Copy the material from the line containing "point: man's arm" up to and including its final line, substituting "item" for each "instance" and leaving everything else unchanged.

### TASK INPUT
**********
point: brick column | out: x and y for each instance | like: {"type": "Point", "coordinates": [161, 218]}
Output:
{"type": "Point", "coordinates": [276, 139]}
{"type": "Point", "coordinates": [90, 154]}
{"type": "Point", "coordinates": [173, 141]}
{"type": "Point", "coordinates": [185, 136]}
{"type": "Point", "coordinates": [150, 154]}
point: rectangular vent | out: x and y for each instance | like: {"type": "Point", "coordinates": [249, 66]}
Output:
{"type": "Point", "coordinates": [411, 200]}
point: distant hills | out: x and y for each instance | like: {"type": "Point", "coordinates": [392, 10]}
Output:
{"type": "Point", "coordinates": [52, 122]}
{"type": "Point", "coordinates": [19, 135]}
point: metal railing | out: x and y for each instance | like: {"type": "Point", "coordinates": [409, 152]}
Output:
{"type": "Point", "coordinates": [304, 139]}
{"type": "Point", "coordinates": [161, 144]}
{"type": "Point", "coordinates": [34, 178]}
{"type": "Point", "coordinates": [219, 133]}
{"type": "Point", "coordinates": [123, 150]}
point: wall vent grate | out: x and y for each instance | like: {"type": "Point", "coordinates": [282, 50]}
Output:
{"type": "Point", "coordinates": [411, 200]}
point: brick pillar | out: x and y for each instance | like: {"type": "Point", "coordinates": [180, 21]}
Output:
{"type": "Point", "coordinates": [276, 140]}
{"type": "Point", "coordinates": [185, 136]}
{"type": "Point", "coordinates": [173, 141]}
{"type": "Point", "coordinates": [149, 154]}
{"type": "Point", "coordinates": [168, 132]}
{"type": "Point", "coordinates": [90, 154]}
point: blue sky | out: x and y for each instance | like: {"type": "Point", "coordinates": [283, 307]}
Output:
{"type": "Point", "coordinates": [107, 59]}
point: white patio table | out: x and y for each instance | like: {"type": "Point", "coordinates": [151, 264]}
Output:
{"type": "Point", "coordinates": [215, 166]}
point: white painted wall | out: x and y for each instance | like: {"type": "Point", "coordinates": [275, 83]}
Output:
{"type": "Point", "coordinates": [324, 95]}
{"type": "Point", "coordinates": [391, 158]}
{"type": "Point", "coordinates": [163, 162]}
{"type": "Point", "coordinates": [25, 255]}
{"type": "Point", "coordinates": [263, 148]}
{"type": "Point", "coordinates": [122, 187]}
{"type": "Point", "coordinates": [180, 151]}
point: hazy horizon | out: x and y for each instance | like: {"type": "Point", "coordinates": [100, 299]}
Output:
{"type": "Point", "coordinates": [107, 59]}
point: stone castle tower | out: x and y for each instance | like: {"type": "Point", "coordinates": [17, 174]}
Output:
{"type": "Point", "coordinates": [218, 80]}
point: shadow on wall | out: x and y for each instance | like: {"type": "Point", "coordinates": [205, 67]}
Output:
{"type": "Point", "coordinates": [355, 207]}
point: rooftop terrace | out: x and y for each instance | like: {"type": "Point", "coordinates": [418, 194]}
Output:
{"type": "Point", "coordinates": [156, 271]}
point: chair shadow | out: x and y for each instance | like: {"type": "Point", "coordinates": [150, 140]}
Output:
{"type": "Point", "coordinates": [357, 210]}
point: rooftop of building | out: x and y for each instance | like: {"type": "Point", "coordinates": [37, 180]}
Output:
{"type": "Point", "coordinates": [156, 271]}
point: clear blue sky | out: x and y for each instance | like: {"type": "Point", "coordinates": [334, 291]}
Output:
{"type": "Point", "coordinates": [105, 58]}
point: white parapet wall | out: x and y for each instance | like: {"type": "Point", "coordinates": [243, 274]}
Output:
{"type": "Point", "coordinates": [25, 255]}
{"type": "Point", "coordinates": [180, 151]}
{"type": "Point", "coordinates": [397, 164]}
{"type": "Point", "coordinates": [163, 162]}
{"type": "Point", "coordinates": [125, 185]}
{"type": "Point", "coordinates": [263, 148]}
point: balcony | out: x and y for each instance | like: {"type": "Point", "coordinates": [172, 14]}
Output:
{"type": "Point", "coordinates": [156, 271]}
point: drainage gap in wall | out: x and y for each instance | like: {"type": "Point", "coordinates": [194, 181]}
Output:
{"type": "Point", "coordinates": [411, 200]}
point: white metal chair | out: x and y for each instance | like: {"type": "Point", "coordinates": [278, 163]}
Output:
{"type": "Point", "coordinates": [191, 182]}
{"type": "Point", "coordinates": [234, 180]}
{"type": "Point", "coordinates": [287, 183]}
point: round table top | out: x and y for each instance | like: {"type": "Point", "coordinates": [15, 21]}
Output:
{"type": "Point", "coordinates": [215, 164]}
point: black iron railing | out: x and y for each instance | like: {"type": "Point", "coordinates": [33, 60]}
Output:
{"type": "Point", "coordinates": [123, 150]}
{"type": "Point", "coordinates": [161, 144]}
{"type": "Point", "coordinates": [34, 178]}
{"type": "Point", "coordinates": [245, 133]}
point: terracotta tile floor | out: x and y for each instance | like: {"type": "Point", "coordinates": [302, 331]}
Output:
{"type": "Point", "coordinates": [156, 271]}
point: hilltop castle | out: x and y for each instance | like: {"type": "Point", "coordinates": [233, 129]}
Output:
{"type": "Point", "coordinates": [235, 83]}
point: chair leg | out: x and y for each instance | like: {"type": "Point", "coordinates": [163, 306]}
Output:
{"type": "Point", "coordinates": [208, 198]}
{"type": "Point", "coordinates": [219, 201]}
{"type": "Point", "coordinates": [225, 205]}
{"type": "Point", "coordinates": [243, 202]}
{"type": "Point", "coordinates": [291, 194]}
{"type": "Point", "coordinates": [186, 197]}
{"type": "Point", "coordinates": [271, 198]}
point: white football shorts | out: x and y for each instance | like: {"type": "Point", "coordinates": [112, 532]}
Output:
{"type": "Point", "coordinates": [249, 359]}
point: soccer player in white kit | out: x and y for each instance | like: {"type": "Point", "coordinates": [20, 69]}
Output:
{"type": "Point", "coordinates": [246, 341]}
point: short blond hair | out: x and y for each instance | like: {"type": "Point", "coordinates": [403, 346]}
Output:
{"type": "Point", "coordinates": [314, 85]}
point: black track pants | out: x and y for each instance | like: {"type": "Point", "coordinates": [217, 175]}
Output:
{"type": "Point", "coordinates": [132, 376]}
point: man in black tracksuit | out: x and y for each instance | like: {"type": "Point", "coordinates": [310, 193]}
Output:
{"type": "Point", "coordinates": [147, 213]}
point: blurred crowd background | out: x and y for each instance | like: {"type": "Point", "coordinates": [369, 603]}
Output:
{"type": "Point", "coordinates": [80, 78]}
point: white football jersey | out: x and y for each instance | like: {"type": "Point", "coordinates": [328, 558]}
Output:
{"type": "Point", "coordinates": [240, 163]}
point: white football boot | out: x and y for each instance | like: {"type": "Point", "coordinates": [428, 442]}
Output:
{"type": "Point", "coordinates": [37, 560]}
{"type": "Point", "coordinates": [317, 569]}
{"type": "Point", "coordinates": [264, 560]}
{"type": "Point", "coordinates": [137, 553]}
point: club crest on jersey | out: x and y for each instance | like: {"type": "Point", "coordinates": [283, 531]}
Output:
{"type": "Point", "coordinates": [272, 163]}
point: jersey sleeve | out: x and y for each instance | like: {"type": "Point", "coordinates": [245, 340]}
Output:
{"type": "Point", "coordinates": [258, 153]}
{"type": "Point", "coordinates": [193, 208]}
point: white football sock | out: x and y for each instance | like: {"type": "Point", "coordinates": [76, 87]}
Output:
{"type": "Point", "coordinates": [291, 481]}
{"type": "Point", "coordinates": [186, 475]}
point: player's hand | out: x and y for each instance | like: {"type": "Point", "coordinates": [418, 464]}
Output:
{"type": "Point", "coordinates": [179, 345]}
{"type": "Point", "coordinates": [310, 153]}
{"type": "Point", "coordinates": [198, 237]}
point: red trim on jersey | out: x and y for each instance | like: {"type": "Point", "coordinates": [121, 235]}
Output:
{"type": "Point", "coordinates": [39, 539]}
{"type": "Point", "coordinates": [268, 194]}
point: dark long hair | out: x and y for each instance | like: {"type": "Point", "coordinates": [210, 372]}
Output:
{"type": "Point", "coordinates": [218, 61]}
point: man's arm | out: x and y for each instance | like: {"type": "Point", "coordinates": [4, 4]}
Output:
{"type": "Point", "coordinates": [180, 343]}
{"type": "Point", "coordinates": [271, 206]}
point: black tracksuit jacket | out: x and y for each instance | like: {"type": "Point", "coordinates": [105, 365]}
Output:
**********
### TASK RESULT
point: man's arm | out: x and y for each item | like: {"type": "Point", "coordinates": [4, 4]}
Output:
{"type": "Point", "coordinates": [180, 343]}
{"type": "Point", "coordinates": [271, 206]}
point: black tracksuit jacket | out: x and y for each item | like: {"type": "Point", "coordinates": [105, 365]}
Output:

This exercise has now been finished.